YOUR TASK
Please reproduce the stretch from the line containing "Task: output the" through the line containing "positive clicks: (313, 261)", substituting "coarse" for "rough" and changing nothing else. Return only those lines.

DATASET ENTRIES

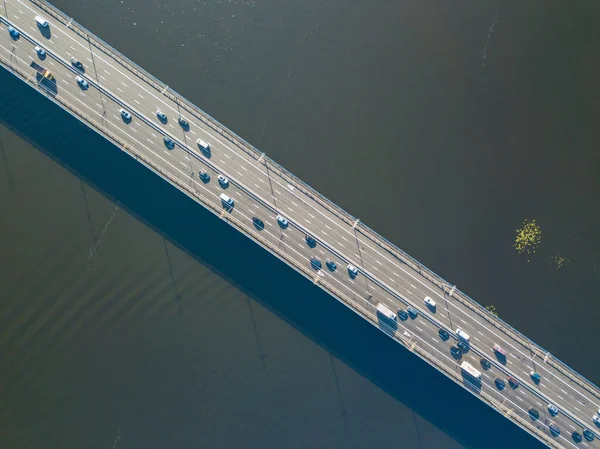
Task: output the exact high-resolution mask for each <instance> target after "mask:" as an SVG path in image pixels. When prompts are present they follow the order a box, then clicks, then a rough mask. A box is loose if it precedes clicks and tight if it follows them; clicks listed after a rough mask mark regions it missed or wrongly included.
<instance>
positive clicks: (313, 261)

---

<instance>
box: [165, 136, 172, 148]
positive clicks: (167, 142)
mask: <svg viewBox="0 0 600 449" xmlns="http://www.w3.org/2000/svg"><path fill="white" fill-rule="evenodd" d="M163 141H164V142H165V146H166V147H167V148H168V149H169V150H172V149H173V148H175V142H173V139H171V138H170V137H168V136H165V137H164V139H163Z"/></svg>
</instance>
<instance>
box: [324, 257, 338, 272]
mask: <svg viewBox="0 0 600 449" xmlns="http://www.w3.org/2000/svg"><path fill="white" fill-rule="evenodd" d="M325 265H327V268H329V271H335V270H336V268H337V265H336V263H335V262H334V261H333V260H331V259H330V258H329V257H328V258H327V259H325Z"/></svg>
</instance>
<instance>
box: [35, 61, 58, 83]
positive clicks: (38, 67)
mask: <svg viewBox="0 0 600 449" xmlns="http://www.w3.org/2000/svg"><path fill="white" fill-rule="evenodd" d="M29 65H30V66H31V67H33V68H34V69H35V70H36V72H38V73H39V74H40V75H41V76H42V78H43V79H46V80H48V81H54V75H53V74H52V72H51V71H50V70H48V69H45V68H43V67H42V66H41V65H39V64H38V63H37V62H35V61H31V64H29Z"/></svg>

COMPLETED TASK
Task: output the exact high-resolution mask for each <instance> target after "mask:" as an SVG path in image pixels. When prompts are present they follow the order a box, then clicks, then a coarse mask. A box is loose if it precedes clicks and tight if it follows them; clicks listed after a coarse mask mark regions it missed or wrongly included.
<instance>
positive clicks: (313, 261)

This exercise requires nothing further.